WHAT THE TASK REQUIRES:
Your task is to reproduce exactly the lines from the line with "Where can you spot the green tablecloth" through the end of the records below.
Start of INPUT DATA
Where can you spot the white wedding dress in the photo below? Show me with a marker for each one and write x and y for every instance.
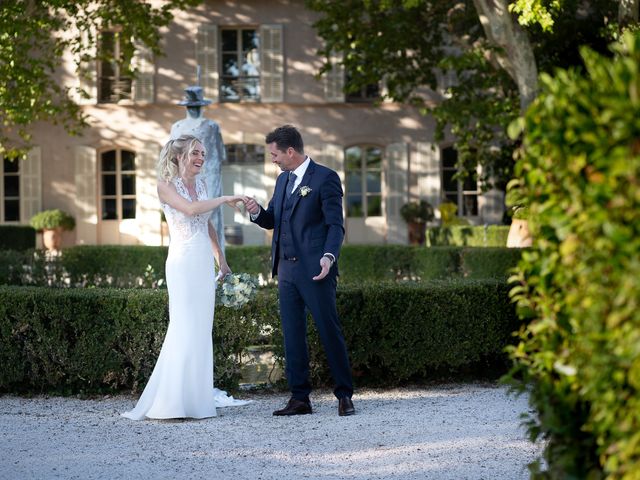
(181, 385)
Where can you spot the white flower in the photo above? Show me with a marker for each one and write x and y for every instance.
(304, 191)
(237, 289)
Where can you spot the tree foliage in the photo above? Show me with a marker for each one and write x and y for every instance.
(34, 35)
(405, 42)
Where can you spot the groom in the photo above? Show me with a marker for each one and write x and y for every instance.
(305, 214)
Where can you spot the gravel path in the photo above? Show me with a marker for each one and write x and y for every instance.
(470, 431)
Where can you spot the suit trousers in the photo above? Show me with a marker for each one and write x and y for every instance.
(299, 293)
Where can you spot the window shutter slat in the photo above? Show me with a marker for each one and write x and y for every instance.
(30, 185)
(147, 204)
(272, 63)
(207, 59)
(427, 171)
(144, 88)
(334, 81)
(85, 163)
(397, 168)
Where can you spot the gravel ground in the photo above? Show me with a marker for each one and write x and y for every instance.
(462, 431)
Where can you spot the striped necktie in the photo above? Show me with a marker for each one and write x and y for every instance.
(291, 183)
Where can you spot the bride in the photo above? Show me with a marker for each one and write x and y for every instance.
(181, 385)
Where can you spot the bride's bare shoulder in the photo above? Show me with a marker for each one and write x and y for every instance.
(165, 187)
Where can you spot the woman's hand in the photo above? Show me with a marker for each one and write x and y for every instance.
(224, 269)
(233, 200)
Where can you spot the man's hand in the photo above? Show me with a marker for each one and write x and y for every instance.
(325, 265)
(251, 205)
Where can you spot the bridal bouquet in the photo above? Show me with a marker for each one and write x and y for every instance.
(236, 290)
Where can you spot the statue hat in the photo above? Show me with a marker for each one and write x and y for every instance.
(194, 97)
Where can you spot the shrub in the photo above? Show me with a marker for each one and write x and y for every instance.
(51, 219)
(141, 266)
(17, 237)
(100, 340)
(578, 287)
(468, 236)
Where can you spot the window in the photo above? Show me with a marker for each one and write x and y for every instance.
(117, 185)
(364, 181)
(115, 80)
(368, 93)
(245, 153)
(463, 194)
(10, 190)
(240, 65)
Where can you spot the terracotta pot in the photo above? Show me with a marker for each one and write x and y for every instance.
(52, 238)
(519, 235)
(417, 233)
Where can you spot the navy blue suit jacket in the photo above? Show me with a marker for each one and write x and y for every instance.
(316, 218)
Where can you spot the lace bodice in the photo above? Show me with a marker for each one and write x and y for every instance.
(181, 226)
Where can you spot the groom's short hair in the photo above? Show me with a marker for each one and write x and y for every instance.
(286, 136)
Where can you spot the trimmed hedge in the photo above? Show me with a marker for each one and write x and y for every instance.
(17, 237)
(578, 288)
(468, 236)
(101, 340)
(140, 266)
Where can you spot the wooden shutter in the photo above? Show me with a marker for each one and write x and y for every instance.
(396, 191)
(207, 59)
(332, 156)
(272, 64)
(142, 62)
(491, 206)
(427, 171)
(85, 162)
(30, 185)
(147, 204)
(334, 81)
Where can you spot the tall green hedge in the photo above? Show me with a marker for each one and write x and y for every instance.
(97, 340)
(140, 266)
(17, 237)
(579, 289)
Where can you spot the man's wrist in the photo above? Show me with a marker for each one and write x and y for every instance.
(331, 257)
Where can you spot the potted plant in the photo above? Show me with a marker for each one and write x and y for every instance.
(417, 214)
(519, 235)
(51, 223)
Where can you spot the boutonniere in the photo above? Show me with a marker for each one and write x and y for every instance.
(304, 191)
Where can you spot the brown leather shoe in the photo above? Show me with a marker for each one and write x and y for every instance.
(345, 407)
(294, 407)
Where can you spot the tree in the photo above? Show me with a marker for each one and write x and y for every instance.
(34, 35)
(496, 62)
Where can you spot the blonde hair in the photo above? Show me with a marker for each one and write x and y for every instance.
(169, 165)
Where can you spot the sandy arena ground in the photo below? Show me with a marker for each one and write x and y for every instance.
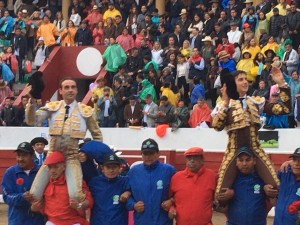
(218, 218)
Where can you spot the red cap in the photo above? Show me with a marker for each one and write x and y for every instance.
(194, 151)
(54, 157)
(246, 25)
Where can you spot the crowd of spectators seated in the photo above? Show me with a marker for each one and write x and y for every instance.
(171, 60)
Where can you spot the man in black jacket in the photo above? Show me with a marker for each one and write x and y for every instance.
(19, 44)
(83, 35)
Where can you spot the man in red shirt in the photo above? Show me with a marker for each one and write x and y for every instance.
(56, 204)
(192, 191)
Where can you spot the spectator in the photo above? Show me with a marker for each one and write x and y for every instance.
(195, 23)
(226, 62)
(225, 46)
(141, 16)
(41, 53)
(16, 184)
(56, 205)
(234, 34)
(247, 190)
(287, 194)
(148, 195)
(59, 22)
(196, 65)
(262, 91)
(184, 22)
(111, 12)
(133, 112)
(276, 25)
(208, 25)
(107, 105)
(175, 9)
(210, 81)
(147, 89)
(246, 64)
(5, 91)
(67, 37)
(98, 34)
(109, 29)
(19, 44)
(38, 145)
(114, 56)
(84, 35)
(94, 17)
(186, 50)
(195, 40)
(75, 17)
(20, 117)
(8, 113)
(200, 115)
(167, 91)
(75, 4)
(133, 63)
(125, 40)
(120, 99)
(6, 24)
(181, 115)
(182, 76)
(185, 207)
(49, 32)
(178, 36)
(131, 22)
(165, 113)
(148, 26)
(120, 25)
(207, 50)
(149, 112)
(246, 35)
(290, 59)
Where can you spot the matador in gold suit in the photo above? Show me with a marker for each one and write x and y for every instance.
(65, 132)
(242, 123)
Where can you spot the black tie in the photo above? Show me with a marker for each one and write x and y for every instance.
(67, 112)
(241, 101)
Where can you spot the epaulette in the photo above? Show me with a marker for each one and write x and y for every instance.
(85, 110)
(53, 106)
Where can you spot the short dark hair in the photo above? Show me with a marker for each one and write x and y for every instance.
(66, 78)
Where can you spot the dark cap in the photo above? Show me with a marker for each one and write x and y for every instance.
(25, 147)
(149, 145)
(296, 153)
(245, 150)
(111, 159)
(39, 140)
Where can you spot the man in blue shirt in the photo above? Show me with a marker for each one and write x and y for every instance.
(289, 191)
(16, 184)
(247, 200)
(149, 183)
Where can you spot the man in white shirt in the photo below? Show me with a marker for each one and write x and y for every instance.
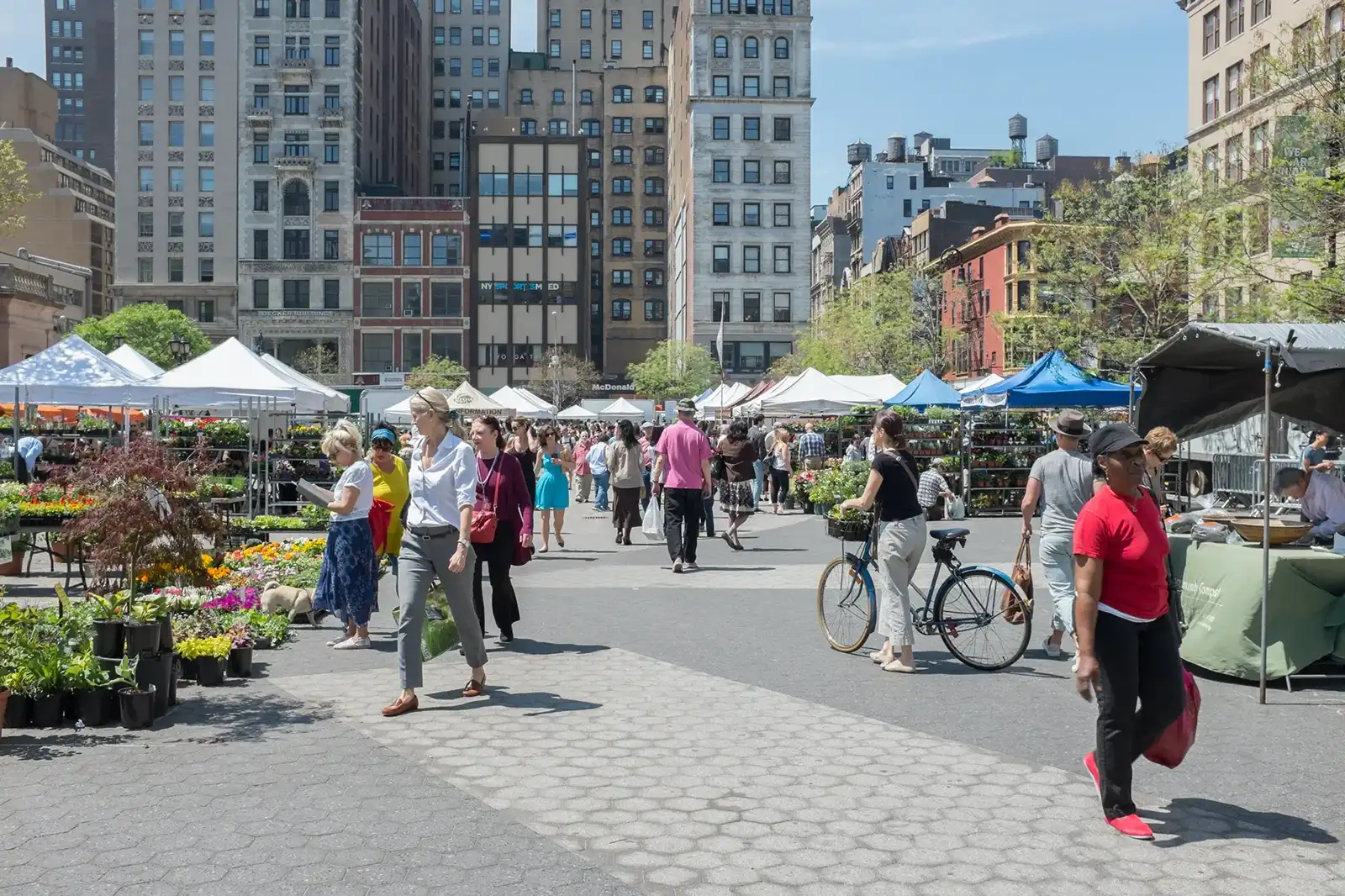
(1320, 495)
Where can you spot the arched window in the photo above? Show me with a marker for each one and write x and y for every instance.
(296, 198)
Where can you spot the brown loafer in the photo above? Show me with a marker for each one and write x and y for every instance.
(403, 705)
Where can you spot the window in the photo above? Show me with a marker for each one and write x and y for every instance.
(446, 299)
(1237, 20)
(1210, 108)
(751, 307)
(447, 249)
(1210, 27)
(377, 249)
(295, 293)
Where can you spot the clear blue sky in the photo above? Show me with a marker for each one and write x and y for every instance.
(1100, 78)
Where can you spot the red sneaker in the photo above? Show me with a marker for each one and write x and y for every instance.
(1133, 826)
(1091, 764)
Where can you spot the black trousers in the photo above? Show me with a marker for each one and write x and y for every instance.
(498, 559)
(683, 521)
(1137, 661)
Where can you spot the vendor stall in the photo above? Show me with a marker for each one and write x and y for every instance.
(1223, 604)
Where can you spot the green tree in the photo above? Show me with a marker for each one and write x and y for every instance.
(13, 188)
(148, 327)
(884, 323)
(436, 373)
(319, 362)
(562, 378)
(674, 369)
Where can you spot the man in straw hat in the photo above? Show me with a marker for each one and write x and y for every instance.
(1062, 482)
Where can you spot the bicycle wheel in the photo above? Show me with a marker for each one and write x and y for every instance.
(847, 606)
(968, 615)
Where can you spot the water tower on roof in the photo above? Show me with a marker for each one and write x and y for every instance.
(1019, 138)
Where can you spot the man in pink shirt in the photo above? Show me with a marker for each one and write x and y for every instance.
(685, 455)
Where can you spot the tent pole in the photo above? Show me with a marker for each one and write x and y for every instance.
(1261, 697)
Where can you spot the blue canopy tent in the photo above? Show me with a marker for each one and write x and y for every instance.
(926, 390)
(1051, 382)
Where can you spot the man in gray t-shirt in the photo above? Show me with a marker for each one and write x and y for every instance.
(1062, 482)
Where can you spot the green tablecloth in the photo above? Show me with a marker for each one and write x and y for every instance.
(1221, 587)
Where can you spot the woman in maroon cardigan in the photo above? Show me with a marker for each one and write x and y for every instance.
(497, 468)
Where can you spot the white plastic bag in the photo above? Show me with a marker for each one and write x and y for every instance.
(652, 522)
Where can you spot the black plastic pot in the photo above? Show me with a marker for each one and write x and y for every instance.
(18, 712)
(108, 635)
(210, 670)
(141, 638)
(240, 662)
(92, 707)
(49, 710)
(138, 708)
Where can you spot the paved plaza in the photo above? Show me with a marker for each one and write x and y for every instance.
(688, 735)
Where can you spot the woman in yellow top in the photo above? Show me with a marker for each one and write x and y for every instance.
(392, 485)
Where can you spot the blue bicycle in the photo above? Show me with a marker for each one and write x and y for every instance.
End of INPUT DATA
OUTPUT FOR THIS TASK:
Where can you spot the green tablecloth in the photo above? Show me with a marker for each one and write x and y for every instance.
(1221, 587)
Where can you spot the woman in maroon cardigan in the photo above? Show me with a marker for each one and write x and y for every instance.
(497, 468)
Where can you spot the white plastic bag in the photo above? Show me with a marker for each one and write x and y for every instance.
(652, 522)
Where can you spot the black plastic pot in the photo above? Show me with a marker for each one and write x and y for every instance.
(18, 712)
(108, 635)
(210, 670)
(141, 638)
(240, 662)
(92, 707)
(49, 710)
(138, 708)
Where can you spot the paved plaza in the photo above? Show me with a marker for each one and write x and y for every instance.
(688, 735)
Where can you spot the woman in yellow top in the photo above? Show me with a marker for each one and write x and y for every instance.
(392, 485)
Where can you spot the blue bicycle in the photo above? Show me with a marker for each one and write x and y for every instance.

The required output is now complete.